▶ Provided text

--- START ---

9.28.2015

trash collectors.

A lady at church asked for pill bottles. She said they were for The Malawi Project. In Malawi, medicines are shipped in bulk, leaving the local doctors to distribute pills as necessary. But the clinics and the patients don't have anything to put the pills into, and they're often just wrapped up in a torn-off bit of paper. I have a vague idea of how lucky I am, but I never knew I was lucky to even have a small personal container for my medicine.

Collecting what might otherwise be trash is right up my alley. I often find myself saving things without knowing why. I used to save corks for crafts. Not that I was working on any cork crafts, or had any ideas of possible cork crafts I wanted to do, but I was going to be ready if one ever came up. I somehow got a reputation for collecting corks, and other people began giving them to me. I ended up giving them to my nieces, as they are more active crafters than I am. They hot glue them together to make elaborate villages and dolls. This kept happening, where people would give me corks and I would pass them along to my nieces. I finally told the donors to stop it already and grumpily handed over huge bags of corks to my nieces, saying that this was the last shipment, because I am not some kind of cork conduit. Then I found a whole box of the dang things in a closet, which I also sent along to crafty nieces. No really, this is it.

--- END ---

Stored data entries
--- START ---

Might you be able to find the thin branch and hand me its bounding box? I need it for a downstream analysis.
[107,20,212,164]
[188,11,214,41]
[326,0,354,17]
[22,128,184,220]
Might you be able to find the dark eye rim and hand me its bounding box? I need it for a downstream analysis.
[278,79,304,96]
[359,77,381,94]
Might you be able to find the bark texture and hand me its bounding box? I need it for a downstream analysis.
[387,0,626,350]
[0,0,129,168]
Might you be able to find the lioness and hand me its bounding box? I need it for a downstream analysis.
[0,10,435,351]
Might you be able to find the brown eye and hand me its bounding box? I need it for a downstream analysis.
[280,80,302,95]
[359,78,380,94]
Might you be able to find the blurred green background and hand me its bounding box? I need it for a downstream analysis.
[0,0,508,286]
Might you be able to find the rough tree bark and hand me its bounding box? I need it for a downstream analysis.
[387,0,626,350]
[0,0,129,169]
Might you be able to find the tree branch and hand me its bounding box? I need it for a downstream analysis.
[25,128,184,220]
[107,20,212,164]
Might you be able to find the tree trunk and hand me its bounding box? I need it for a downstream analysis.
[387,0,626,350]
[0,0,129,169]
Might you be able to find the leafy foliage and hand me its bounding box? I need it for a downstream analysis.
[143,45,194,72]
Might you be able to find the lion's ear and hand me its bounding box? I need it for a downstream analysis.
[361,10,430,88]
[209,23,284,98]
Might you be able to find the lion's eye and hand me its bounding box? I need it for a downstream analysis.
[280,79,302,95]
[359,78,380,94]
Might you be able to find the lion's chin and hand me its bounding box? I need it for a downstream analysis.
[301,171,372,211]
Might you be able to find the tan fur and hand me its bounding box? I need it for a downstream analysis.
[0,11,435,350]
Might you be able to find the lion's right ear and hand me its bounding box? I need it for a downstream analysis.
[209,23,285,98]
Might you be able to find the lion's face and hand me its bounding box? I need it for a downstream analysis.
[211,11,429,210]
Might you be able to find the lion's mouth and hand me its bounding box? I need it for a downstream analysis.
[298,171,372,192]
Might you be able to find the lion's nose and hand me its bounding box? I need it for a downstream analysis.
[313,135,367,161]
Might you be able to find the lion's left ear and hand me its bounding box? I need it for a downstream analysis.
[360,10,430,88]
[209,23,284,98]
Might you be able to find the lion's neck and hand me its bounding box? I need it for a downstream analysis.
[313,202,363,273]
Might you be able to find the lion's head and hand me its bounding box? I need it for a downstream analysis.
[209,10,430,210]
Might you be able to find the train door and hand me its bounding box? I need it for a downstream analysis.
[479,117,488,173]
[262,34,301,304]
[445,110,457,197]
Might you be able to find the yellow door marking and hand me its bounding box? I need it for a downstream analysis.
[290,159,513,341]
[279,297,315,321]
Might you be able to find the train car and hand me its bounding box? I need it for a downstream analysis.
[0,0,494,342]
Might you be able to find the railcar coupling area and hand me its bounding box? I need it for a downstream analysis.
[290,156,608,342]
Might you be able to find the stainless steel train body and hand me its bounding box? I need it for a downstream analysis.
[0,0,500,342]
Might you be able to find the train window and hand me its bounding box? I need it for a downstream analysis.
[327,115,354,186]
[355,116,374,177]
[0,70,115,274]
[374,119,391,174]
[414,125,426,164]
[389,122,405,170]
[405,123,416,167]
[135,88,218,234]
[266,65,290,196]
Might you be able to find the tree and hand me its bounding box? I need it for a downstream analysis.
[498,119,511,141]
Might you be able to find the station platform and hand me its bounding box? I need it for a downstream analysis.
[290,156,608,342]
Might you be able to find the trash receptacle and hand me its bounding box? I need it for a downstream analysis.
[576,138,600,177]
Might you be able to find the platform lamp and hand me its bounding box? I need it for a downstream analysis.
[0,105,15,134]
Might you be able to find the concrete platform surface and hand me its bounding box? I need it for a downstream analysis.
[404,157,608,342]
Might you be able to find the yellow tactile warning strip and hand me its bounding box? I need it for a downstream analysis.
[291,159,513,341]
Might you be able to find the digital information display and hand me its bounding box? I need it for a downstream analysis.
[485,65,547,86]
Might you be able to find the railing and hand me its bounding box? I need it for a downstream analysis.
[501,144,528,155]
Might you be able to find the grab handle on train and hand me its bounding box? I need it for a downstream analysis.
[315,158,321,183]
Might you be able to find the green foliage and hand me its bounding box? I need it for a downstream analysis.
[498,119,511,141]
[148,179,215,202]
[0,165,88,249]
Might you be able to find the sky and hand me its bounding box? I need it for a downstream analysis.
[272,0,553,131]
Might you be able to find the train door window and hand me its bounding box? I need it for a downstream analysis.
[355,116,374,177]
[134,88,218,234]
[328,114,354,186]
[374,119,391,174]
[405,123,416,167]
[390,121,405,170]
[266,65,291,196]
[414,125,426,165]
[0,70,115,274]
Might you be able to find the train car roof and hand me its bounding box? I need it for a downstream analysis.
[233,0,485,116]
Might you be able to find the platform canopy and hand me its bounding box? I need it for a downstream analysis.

--- END ---

▶ Explore the material
1. In the trash collectors post, what are pills in Malawi often wrapped in?
2. Write the next part of the trash collectors post, picking up after its final sentence.
The rows are separate material, unrelated to the trash collectors post.

▶ Expected responses
1. A torn-off bit of paper.

2.
Yet somehow, when I finish a bottle of wine, I find myself tossing the cork into a bowl on the shelf rather than into the trash. I'm not collecting them, I'm just not throwing them away. The fact that other people collected corks to give to me indicates that I am not alone in this impulse.

It's the same with bottle caps. I have a little dish where the caps go, conveniently located next to the bottle opener. Eventually, the little bowl is full, so I pour the caps into a huge punch bowl on top of the cabinet. Now, the punch bowl is almost full, and I don't know what to do with any of it. My nieces using the corks justified saving them, and I'm just waiting for something to come up where I can shower someone in bottle caps, and say, See I knew they would come in handy someday.

I don't take any prescriptions, but I know people who do. My dad took a lot of them. After hearing about The Malawi Project a couple of weeks before he died, I emailed to ask if I could have his old bottles. When I was visiting last weekend for his funeral, my mom handed over a huge box of little bottles, many many more than would have accumulated in the time since I asked.

"Was he already saving these?"

"Yes."

"For what?"

Shrug.

Guess I come by it honestly. How pleased he must have been when I asked for them one day, out of the blue. He knew they would come in handy someday.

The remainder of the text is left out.